▼

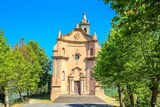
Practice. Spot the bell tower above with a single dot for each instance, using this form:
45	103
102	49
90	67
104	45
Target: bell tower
85	24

▲

TASK:
Could you rewrite all these records, requests included, with every point coordinate in the answers multiplied by 1.85 and rounded to a whole number, halves rounding up? Leave the pictures out.

FINISHED EXERCISE:
Practice. Spot the bell tower above with a single dot for each instance, using this form:
45	103
102	49
90	67
104	45
Target: bell tower
157	44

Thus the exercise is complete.